**DIRECTIONS FOR THIS TASK**
From the listing below, pull out every line that contains the string "daisy". Case counts.

═══ EXCERPTED RECORDS

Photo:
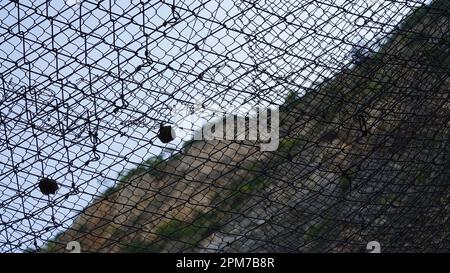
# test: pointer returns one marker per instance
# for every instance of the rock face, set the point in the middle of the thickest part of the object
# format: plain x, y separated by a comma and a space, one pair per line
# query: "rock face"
363, 157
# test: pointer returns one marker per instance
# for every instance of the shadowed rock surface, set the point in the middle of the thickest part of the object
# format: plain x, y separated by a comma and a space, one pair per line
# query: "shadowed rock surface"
362, 157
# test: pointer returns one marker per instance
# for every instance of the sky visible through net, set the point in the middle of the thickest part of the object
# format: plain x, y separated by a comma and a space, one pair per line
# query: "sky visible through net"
85, 85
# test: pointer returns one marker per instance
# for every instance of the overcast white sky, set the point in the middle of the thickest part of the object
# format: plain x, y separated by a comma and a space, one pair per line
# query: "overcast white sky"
311, 44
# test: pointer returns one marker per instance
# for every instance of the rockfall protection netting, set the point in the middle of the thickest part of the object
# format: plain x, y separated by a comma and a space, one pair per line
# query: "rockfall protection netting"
362, 90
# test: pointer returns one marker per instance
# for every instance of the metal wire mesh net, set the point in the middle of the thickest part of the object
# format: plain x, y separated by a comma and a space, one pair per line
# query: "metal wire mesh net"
92, 90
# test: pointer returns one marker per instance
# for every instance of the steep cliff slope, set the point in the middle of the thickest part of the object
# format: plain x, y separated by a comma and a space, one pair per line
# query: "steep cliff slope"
362, 157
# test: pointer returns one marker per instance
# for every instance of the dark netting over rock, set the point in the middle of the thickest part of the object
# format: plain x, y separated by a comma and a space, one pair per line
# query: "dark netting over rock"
102, 103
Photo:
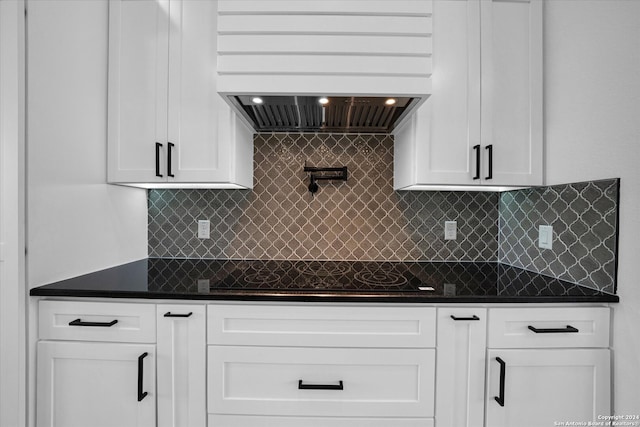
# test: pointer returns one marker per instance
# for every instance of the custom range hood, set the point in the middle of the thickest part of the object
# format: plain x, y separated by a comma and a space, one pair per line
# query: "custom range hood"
355, 54
343, 114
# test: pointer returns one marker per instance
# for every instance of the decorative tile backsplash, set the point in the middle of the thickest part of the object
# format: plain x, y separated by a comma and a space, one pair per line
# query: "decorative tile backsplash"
361, 219
584, 217
365, 219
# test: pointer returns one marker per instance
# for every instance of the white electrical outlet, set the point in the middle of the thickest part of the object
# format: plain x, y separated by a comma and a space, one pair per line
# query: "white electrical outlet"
545, 237
204, 229
450, 230
203, 285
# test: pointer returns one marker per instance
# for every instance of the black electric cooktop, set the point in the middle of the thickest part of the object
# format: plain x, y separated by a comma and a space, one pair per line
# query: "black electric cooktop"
323, 281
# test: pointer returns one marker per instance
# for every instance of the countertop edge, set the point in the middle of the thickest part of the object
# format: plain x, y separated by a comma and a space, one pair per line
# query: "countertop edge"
321, 297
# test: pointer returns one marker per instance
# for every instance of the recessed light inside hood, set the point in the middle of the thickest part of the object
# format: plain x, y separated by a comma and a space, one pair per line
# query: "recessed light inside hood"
323, 114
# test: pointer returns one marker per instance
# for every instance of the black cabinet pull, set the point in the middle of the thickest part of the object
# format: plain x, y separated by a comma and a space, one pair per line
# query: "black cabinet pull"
568, 329
503, 372
170, 314
474, 317
158, 147
141, 394
169, 173
79, 322
477, 150
490, 149
339, 386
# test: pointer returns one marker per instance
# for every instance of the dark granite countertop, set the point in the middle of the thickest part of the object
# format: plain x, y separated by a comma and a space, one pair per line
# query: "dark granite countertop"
323, 281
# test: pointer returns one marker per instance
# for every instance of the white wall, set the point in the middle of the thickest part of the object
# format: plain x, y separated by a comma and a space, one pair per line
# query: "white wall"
76, 222
592, 121
13, 317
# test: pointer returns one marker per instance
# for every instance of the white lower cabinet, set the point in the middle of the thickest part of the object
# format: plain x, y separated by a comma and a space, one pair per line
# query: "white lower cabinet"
216, 420
462, 338
547, 365
93, 384
96, 365
357, 382
103, 364
181, 363
537, 388
308, 366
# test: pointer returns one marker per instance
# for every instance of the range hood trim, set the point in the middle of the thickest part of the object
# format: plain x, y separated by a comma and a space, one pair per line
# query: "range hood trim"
412, 104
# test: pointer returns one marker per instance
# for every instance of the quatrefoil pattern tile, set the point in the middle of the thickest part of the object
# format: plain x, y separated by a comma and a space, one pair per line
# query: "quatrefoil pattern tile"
362, 219
584, 217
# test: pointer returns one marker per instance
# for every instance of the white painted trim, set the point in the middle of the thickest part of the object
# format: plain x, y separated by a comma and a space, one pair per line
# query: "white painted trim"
13, 312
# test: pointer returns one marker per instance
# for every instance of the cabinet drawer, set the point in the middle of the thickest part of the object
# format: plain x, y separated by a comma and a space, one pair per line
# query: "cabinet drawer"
321, 381
549, 327
321, 326
94, 321
266, 421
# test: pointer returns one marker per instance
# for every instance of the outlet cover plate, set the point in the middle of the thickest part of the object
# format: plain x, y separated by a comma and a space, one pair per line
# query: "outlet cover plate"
450, 230
545, 237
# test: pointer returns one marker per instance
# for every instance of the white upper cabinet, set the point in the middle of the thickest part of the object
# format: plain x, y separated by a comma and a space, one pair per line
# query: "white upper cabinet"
482, 124
168, 127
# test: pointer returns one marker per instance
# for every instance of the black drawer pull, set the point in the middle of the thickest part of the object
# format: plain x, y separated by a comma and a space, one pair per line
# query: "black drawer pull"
79, 322
503, 373
169, 160
474, 317
490, 149
476, 148
170, 314
568, 329
158, 147
302, 386
141, 394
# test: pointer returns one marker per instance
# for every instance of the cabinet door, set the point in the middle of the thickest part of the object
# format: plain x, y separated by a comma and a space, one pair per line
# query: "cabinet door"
511, 110
541, 387
460, 367
437, 142
181, 366
193, 122
138, 72
95, 384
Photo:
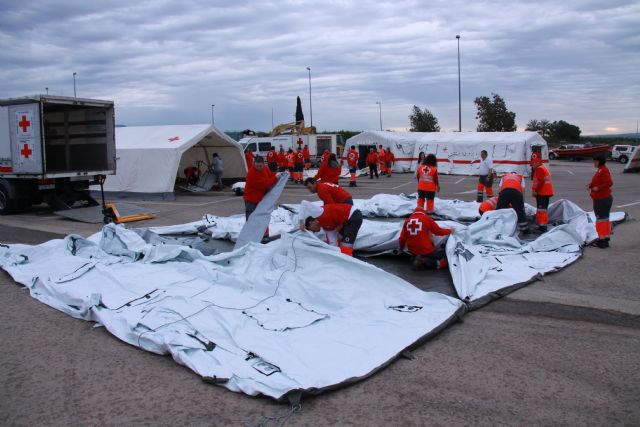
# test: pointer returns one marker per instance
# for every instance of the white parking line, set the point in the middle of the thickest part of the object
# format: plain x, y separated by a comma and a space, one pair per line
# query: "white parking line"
628, 204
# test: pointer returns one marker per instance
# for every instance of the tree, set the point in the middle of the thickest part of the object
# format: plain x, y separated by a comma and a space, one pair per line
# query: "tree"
564, 131
493, 115
423, 121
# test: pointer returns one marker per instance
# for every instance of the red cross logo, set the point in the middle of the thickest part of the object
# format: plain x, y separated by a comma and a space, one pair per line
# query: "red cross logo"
26, 151
24, 124
414, 226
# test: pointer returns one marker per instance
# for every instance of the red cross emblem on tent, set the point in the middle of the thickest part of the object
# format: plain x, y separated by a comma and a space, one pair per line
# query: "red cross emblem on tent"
26, 151
414, 226
24, 124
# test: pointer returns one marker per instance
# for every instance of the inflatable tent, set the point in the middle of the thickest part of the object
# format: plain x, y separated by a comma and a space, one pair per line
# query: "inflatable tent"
149, 158
458, 153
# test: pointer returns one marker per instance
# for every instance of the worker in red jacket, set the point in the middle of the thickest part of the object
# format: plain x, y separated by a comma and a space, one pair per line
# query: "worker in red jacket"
382, 159
428, 184
307, 157
344, 219
282, 159
329, 193
259, 181
542, 190
248, 157
488, 205
600, 190
330, 170
416, 236
510, 196
372, 162
298, 167
389, 160
352, 162
272, 159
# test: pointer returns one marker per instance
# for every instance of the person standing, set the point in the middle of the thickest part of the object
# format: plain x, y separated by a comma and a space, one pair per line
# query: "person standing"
428, 184
329, 193
415, 237
272, 159
600, 191
218, 169
352, 161
542, 190
389, 160
372, 162
485, 180
511, 196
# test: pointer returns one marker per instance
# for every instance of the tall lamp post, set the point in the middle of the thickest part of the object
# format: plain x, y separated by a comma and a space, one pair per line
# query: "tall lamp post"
380, 108
459, 91
310, 108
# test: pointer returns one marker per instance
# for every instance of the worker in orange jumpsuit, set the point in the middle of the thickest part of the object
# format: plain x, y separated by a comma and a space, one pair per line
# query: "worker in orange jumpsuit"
329, 170
511, 195
307, 157
298, 167
329, 193
352, 162
282, 160
344, 219
259, 181
542, 190
248, 157
272, 159
428, 184
488, 205
415, 237
600, 191
389, 160
382, 159
372, 162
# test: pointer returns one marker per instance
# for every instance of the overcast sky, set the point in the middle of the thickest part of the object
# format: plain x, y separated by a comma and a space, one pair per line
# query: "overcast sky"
166, 62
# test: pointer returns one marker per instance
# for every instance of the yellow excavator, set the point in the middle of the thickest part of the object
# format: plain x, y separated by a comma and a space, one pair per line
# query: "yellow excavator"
295, 128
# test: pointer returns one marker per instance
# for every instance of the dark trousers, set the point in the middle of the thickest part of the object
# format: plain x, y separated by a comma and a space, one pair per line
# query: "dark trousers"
373, 169
511, 196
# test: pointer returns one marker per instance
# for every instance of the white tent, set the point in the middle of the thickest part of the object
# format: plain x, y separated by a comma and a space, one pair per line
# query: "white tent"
149, 158
457, 153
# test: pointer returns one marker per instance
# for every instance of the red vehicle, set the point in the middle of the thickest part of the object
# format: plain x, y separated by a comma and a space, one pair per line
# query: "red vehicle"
578, 151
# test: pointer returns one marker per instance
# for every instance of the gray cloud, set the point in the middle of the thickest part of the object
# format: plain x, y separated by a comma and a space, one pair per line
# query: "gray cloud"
167, 62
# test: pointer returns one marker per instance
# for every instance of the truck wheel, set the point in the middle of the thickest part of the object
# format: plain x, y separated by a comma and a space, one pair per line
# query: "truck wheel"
7, 205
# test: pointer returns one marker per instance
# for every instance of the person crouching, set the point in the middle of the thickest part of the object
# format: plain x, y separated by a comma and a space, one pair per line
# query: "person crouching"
415, 236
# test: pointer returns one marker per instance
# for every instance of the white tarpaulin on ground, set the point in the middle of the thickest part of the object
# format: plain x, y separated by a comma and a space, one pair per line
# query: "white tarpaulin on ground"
457, 153
292, 315
149, 158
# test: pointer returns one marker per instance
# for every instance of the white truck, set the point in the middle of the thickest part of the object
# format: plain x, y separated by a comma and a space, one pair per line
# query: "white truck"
317, 144
52, 148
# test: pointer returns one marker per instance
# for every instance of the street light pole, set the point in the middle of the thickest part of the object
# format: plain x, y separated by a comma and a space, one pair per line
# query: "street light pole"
459, 91
380, 108
310, 108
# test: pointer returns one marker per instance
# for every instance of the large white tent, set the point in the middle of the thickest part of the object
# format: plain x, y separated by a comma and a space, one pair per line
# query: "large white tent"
457, 153
149, 158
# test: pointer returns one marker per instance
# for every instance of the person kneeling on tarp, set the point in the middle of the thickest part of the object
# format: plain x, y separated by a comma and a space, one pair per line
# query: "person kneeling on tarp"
511, 189
339, 217
416, 236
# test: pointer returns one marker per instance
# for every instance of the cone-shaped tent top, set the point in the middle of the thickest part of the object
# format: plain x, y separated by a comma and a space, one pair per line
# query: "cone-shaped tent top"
299, 114
150, 158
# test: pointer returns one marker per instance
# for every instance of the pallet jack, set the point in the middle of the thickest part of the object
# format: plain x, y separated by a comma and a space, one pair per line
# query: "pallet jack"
111, 213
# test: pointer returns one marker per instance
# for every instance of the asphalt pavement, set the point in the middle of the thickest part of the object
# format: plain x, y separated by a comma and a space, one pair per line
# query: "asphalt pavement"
559, 351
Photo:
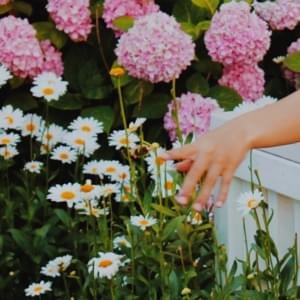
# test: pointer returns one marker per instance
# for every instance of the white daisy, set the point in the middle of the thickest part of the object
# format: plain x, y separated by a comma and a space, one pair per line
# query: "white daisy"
8, 152
105, 266
84, 144
4, 75
48, 86
121, 242
142, 222
89, 126
248, 201
37, 289
10, 118
32, 123
33, 166
9, 139
68, 192
64, 154
120, 139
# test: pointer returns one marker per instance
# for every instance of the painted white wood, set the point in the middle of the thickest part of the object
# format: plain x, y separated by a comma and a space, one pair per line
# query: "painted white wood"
279, 172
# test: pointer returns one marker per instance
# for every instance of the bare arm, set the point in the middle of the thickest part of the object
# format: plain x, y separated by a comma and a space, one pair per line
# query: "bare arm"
220, 151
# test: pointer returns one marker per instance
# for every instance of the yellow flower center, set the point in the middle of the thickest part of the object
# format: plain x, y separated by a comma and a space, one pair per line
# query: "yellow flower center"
68, 195
105, 263
48, 91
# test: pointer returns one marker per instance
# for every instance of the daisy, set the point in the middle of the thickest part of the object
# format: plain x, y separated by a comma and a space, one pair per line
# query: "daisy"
89, 126
105, 266
10, 118
31, 125
4, 75
33, 166
120, 242
120, 139
37, 289
8, 152
64, 154
84, 144
68, 192
142, 222
48, 86
248, 201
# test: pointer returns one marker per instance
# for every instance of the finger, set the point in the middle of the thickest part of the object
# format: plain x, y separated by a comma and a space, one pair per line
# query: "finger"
208, 185
196, 171
184, 166
183, 152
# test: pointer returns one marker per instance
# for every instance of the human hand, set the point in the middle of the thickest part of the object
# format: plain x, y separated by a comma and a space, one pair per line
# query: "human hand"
216, 154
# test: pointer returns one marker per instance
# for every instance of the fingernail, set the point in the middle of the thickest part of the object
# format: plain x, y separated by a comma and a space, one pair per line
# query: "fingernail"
197, 206
181, 199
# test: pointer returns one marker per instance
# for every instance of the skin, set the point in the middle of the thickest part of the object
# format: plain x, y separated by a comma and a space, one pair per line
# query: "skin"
219, 152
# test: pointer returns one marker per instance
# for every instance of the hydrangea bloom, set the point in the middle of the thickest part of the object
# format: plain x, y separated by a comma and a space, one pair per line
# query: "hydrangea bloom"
247, 80
291, 76
20, 50
236, 35
133, 8
155, 48
281, 14
194, 114
71, 16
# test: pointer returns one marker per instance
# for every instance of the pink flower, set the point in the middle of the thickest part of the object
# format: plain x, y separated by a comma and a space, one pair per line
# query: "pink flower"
194, 114
291, 76
133, 8
155, 48
71, 16
20, 50
236, 35
52, 59
281, 14
247, 80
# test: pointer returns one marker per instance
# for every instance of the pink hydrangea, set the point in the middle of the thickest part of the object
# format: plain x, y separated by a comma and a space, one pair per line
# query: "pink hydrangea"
236, 35
20, 50
155, 48
52, 59
194, 115
247, 80
291, 76
71, 16
281, 14
120, 8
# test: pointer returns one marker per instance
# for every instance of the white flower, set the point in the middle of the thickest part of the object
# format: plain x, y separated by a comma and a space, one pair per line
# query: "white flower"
106, 265
248, 201
10, 118
33, 166
37, 289
9, 139
120, 242
4, 75
120, 139
68, 192
8, 152
84, 144
89, 126
64, 154
49, 86
142, 222
32, 124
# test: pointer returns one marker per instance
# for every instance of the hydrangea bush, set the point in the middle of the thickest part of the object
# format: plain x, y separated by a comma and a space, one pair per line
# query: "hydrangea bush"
91, 92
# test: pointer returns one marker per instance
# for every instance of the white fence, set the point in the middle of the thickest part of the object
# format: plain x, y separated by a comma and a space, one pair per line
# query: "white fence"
279, 171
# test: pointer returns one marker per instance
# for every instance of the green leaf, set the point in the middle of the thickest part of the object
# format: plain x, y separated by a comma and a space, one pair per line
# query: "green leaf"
210, 5
292, 61
197, 84
226, 97
104, 114
123, 22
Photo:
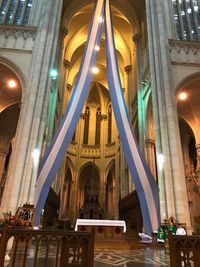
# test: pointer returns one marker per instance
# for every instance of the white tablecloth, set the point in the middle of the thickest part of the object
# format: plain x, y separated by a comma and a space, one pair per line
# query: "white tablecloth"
89, 222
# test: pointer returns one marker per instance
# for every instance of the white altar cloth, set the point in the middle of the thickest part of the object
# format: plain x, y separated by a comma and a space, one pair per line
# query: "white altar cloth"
90, 222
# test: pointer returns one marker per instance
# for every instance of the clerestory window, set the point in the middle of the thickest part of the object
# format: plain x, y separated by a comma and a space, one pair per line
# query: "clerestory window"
187, 19
15, 11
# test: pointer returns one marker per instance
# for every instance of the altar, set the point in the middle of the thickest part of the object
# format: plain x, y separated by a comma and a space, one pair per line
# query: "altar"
104, 229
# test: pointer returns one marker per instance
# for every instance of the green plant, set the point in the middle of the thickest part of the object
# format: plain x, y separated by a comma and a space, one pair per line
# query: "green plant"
197, 228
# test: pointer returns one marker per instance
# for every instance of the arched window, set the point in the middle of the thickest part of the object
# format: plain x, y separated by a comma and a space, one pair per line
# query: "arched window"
109, 124
86, 125
98, 127
187, 19
15, 12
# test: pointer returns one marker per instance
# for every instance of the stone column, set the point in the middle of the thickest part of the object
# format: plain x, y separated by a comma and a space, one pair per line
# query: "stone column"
128, 87
173, 192
22, 173
140, 93
150, 156
3, 155
102, 193
67, 87
198, 157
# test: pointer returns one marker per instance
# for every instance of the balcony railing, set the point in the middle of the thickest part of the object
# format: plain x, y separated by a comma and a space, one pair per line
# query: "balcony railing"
47, 248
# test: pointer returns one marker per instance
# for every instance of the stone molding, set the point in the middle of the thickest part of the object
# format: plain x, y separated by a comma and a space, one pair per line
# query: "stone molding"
184, 52
17, 37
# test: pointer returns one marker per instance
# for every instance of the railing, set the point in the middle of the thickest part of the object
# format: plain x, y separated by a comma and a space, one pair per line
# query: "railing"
17, 37
184, 251
47, 248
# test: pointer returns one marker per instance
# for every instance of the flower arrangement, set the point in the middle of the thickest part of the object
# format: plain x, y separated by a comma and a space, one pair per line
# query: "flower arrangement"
9, 220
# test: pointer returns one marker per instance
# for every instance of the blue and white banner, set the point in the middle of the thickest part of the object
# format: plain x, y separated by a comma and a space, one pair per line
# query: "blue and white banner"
57, 149
144, 182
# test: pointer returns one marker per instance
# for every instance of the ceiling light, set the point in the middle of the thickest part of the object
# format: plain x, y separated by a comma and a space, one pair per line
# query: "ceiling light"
97, 48
12, 84
95, 70
54, 74
100, 19
183, 96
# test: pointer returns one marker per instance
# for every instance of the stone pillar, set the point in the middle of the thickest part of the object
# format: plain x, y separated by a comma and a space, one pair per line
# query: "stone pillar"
22, 173
198, 159
140, 93
3, 155
67, 87
171, 177
102, 193
124, 176
128, 87
150, 156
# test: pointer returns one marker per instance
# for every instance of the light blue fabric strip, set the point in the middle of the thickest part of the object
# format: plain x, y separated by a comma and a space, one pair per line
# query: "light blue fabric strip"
144, 182
57, 149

══════

**TASK SOLUTION**
# for every instance of the white daisy, set the point in the middle of the thickest part of the object
# query: "white daisy"
# for every instance of the daisy, set the point in the middle of the thickest part of the object
# query: "daisy"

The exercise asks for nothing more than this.